EXCERPTED PASSAGE.
━━━

DG: No, just for toolchain coordination, just trying to avoid mutually incompatible libc implementations.

LW: Poll?

NF: (chat) Will this cover bit fields in the ABI?

DS: The C ABI should cover this.

FM: (chat) How is this different from host bindings for C?

DS: This is about wasm-to-wasm, not wasm-to-host.

DG: We could imagine defining something that would be host-bindings for C. This proposal would help for this.

BS: is it appropriate to have a new repo, or should this be in tool-conventions - who has an opinion?

DG: tool-conventions is all text, this is supposed to be code

DG: tool-conventions may be about the C compiler's ABI (enums, bitfields)

RW: If we were to do a host bindings for C, … [missed this]

DG: No imports, should be able to do with pure wasm.

NF: (chat) it is nice to have a new repo so if people are only interested in this they can unfollow the other issues.

POLL: Create a repo for this?

Unanimous consent

AI(BS): create a repo.

There is some positive discussion on an issue in the tool-conventions repo

proposing a custom section that describes the producing toolchain. Is it worth specifying in the core spec's Custom Sections appendix (after the Name Section)?

LW: would be nice to have a custom section that says what the originator of the code was, to allow us to measure in the wild (telemetry) what tools are being used etc

LW: If we want to do telemetry, we can expose the bit fields and not just a UA-string (which has privacy implications).

LW: step two is to give it a little bit of structure with some defined field, eg source language, coming from a github enum, say (field names, not field values necessarily)

LW: might be something about how the code was processed (bindgen, binaryen)

LW: etc

LW: open format so that there's space for custom parts and ad-hoc extensions

LW: if this is useful, would it go in the core spec appendix, along with the custom section?

JP: There have been some discussions about representing textual representation of custom sections. Seems like you may lose that info.

LW: You could make a text conversion for this. So you could grab the info from a GH markdown link.

JP: What about version numbers?

LW: The strings would be fixed thing, but you could have a version.

AR: I think this is useful in general. Only concern, there might be tools that depend on or differentiate on this information. There was an example in the discussion.

DG: GDB was mentioned where they sniff this and change behavior.

LW: If debuggers are a problem, then perhaps it belongs in that subcomittee. If it is somewhat standardized then people may depend on it.

━━━

RECORD EXTRACTS.
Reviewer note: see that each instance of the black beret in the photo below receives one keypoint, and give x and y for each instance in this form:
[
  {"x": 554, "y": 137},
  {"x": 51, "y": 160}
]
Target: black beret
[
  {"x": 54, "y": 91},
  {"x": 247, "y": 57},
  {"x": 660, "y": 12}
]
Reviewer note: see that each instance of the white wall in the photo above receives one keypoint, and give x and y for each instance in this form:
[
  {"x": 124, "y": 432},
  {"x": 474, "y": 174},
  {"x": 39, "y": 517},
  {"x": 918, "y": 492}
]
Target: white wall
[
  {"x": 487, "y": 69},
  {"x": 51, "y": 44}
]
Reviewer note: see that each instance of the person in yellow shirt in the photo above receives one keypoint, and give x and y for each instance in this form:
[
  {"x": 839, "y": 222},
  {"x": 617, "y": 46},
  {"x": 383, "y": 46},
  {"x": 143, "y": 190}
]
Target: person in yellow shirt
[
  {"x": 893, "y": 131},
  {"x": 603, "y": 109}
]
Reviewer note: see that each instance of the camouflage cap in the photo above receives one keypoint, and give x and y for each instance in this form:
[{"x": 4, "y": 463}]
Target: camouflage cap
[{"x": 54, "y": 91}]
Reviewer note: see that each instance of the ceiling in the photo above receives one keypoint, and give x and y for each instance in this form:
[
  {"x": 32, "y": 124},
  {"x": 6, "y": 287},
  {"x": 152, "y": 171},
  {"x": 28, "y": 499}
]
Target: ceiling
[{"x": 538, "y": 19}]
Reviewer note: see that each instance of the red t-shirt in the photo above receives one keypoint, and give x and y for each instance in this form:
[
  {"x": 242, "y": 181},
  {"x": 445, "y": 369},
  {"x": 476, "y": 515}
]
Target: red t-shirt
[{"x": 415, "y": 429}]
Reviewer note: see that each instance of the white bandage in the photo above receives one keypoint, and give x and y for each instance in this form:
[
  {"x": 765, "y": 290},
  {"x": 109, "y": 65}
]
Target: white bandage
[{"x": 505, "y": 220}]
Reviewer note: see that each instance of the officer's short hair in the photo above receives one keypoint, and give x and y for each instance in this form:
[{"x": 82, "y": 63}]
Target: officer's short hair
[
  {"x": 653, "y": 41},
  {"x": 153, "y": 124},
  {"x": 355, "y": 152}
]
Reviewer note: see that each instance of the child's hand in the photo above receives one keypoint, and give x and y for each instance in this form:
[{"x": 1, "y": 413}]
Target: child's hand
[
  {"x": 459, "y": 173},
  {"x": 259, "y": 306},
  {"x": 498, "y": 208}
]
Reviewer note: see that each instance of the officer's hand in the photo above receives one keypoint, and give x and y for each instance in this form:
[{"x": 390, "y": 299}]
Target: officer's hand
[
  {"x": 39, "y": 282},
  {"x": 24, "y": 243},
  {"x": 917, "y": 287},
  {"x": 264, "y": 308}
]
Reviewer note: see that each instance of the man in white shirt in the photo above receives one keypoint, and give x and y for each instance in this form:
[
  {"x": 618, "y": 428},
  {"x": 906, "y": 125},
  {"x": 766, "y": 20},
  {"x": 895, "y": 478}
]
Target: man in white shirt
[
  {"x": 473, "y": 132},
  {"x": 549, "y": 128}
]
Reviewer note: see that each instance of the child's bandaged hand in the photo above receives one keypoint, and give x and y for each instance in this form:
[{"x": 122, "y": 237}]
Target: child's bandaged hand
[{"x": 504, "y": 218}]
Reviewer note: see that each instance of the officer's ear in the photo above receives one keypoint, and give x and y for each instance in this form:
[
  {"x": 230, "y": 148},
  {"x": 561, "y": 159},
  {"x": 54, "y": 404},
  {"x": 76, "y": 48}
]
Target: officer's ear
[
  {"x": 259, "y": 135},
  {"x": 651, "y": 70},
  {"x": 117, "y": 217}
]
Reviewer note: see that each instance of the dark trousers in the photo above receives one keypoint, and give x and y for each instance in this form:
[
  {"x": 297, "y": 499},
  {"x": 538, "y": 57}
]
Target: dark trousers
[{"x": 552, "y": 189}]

━━━

TASK TO CARRY OUT.
Resume the meeting notes on the producers custom section, starting after their final line. The items are not needed for what follows.

RESPONSE.
AR: Maybe an argument for making it harder to process. [half joking]

LW: Engines can do whatever they want, but we could censor it.

TL: This is kind of a slippery slope; tools and versions, then you may want to add options they were called with.

LW: We already have this risk. Tool could mention custom section that has hot functions. If I was doing this for diagnostic, I may actually check for valid information so people wouldn’t try to sneak info in there.

TL: Do we need guidelines for how we consider features that require new custom section data? We want to unify our approach.

DS: Part of the reason for custom sections, is to allow people to do whatever they want with it.

LW: Still could be validated.

BT: BTW, about hot functions -- we will have an intern work on this this summer.

FM: (chat) we should follow a standard like that for exif and jpeg. Adding metadata to wasm presents many long term issues. Rather than doing this in an ad hoc way, we should try to follow a standard and/or best practice. Two examples to look at include EXIF and Dublin core. In addition, there are standard ways of representing version numbers.

BS: In general it sounds like we support, maybe just a question of how official.

AR: We may not want to put this in the core spec.

DS: Yes, perhaps put this in tools conventions.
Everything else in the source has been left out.